_OBJECTIVE_. Copy each line below exactly and leave the pictures out.

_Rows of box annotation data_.
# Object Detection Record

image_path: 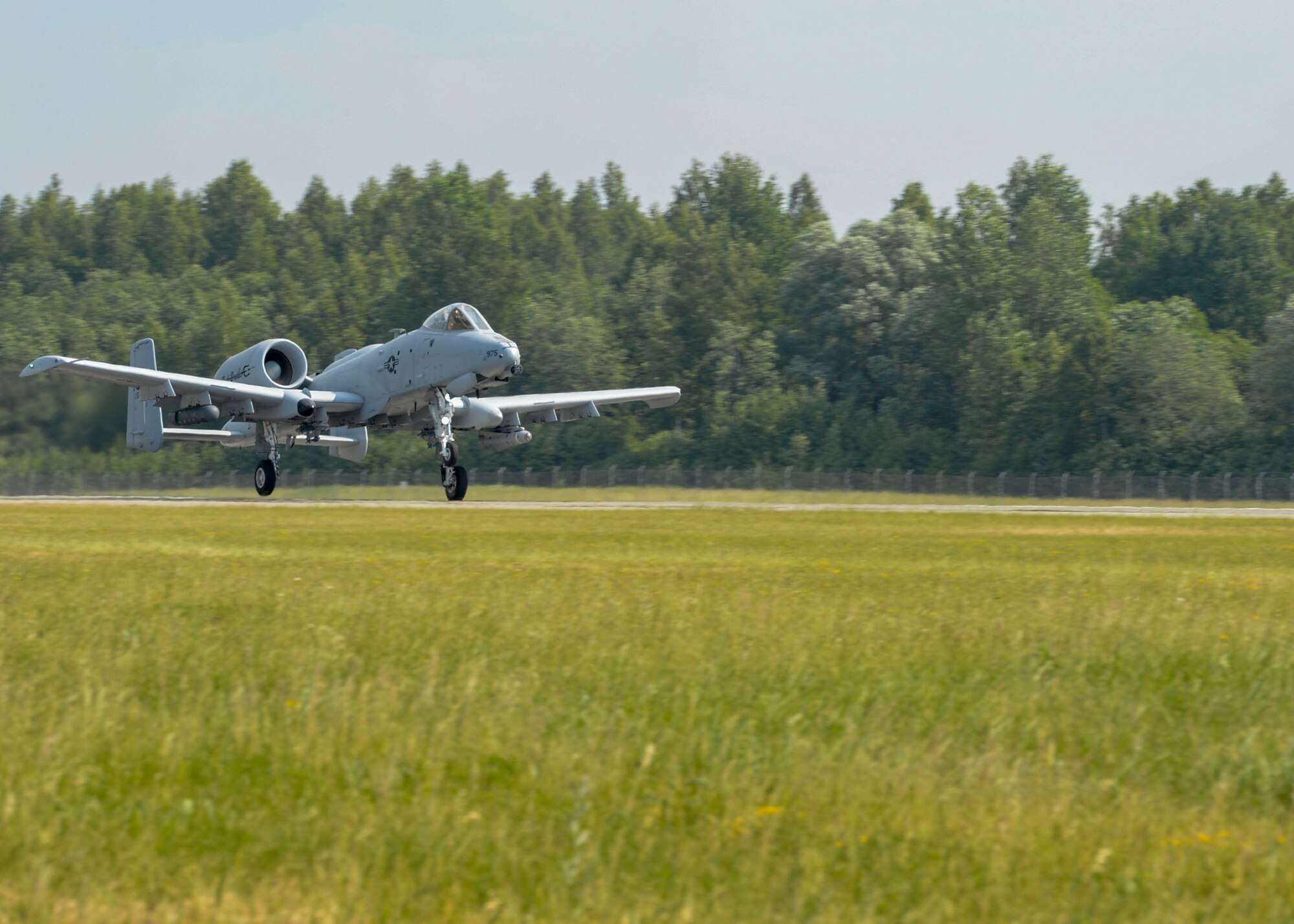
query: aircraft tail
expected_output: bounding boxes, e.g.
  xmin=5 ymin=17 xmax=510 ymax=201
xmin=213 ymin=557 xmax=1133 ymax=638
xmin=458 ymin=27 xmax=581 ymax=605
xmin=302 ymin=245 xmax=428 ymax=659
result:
xmin=126 ymin=336 xmax=162 ymax=453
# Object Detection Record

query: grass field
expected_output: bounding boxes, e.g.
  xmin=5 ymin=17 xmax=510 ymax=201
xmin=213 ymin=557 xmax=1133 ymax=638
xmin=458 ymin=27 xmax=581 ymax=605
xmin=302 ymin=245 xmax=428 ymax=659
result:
xmin=0 ymin=505 xmax=1294 ymax=923
xmin=28 ymin=478 xmax=1294 ymax=510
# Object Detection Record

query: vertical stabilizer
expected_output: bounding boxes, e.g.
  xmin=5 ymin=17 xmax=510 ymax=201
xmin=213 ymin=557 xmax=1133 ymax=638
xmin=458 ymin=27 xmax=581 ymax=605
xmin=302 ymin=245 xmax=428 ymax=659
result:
xmin=126 ymin=336 xmax=162 ymax=453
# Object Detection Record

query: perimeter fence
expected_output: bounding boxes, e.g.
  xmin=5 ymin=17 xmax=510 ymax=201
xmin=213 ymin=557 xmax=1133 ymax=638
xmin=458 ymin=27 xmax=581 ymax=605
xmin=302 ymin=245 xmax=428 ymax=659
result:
xmin=7 ymin=466 xmax=1294 ymax=503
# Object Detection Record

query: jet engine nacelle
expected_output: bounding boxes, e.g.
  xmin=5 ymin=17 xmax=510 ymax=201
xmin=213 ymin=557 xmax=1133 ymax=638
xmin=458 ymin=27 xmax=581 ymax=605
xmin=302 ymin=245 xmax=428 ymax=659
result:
xmin=216 ymin=340 xmax=309 ymax=388
xmin=480 ymin=430 xmax=532 ymax=452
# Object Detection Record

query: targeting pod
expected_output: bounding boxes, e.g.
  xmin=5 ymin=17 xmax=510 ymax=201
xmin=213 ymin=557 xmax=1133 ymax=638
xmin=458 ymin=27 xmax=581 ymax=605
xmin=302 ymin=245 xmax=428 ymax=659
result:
xmin=480 ymin=430 xmax=533 ymax=452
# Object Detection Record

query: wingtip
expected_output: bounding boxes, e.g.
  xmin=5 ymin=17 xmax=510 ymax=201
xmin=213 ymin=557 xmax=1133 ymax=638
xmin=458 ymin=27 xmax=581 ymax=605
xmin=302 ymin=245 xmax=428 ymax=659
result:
xmin=18 ymin=356 xmax=58 ymax=379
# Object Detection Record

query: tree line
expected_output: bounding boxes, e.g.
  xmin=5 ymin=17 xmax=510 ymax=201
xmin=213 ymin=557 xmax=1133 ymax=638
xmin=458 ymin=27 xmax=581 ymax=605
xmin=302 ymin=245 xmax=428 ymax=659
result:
xmin=0 ymin=155 xmax=1294 ymax=472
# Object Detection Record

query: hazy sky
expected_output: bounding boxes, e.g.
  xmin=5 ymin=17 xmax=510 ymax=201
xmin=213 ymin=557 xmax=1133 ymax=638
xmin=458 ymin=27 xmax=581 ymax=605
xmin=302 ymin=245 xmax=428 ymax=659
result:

_FULL RESPONSE_.
# Object Detection Record

image_path: 
query: aircraft tail
expected_output: bounding boxes, e.g.
  xmin=5 ymin=17 xmax=510 ymax=201
xmin=213 ymin=557 xmax=1133 ymax=638
xmin=458 ymin=27 xmax=581 ymax=605
xmin=302 ymin=245 xmax=428 ymax=659
result:
xmin=126 ymin=336 xmax=162 ymax=453
# Object Detection Record

query: grass field
expected_output: bounding boxes, e.g.
  xmin=5 ymin=17 xmax=510 ymax=201
xmin=213 ymin=557 xmax=1133 ymax=638
xmin=458 ymin=27 xmax=581 ymax=605
xmin=302 ymin=245 xmax=428 ymax=659
result:
xmin=0 ymin=505 xmax=1294 ymax=923
xmin=28 ymin=478 xmax=1294 ymax=510
# Object Detection Record

query: vertical stabilizer
expected_output: bounding boxes, e.g.
  xmin=5 ymin=17 xmax=510 ymax=201
xmin=213 ymin=557 xmax=1133 ymax=638
xmin=458 ymin=27 xmax=581 ymax=605
xmin=302 ymin=245 xmax=428 ymax=659
result:
xmin=126 ymin=336 xmax=162 ymax=453
# Object Detection Record

query: perimeter fence
expected_output: bounding boxes, e.g.
  xmin=5 ymin=17 xmax=510 ymax=201
xmin=213 ymin=557 xmax=1133 ymax=638
xmin=458 ymin=27 xmax=581 ymax=605
xmin=302 ymin=245 xmax=428 ymax=659
result:
xmin=7 ymin=466 xmax=1294 ymax=503
# Object Detection Record

query: jet engine nacelle
expected_output: bounding boxes, e.g.
  xmin=5 ymin=17 xmax=510 ymax=201
xmin=213 ymin=557 xmax=1133 ymax=638
xmin=458 ymin=27 xmax=581 ymax=605
xmin=302 ymin=245 xmax=428 ymax=659
result:
xmin=216 ymin=340 xmax=309 ymax=388
xmin=480 ymin=430 xmax=532 ymax=452
# Object Detection Record

query: targeting pod
expected_output: bounding boxes, e.g.
  xmin=5 ymin=17 xmax=510 ymax=201
xmin=213 ymin=557 xmax=1133 ymax=638
xmin=458 ymin=27 xmax=581 ymax=605
xmin=302 ymin=245 xmax=428 ymax=659
result:
xmin=480 ymin=430 xmax=533 ymax=452
# Object Detection Record

query: wingtip
expected_output: bounding boxes, e.g.
  xmin=5 ymin=17 xmax=510 ymax=201
xmin=213 ymin=557 xmax=1133 ymax=638
xmin=458 ymin=27 xmax=581 ymax=605
xmin=302 ymin=245 xmax=428 ymax=659
result:
xmin=18 ymin=356 xmax=58 ymax=379
# Object Detection Record

query: tree line
expected_output: bounding boxes, e.g.
  xmin=5 ymin=17 xmax=510 ymax=201
xmin=213 ymin=557 xmax=1133 ymax=638
xmin=458 ymin=27 xmax=581 ymax=605
xmin=302 ymin=245 xmax=428 ymax=659
result:
xmin=0 ymin=155 xmax=1294 ymax=472
# Object Detection Record

query: hazy sky
expected_output: bounding boxes, e.g.
  xmin=5 ymin=17 xmax=510 ymax=201
xmin=213 ymin=557 xmax=1133 ymax=638
xmin=458 ymin=27 xmax=581 ymax=605
xmin=302 ymin=245 xmax=428 ymax=659
result:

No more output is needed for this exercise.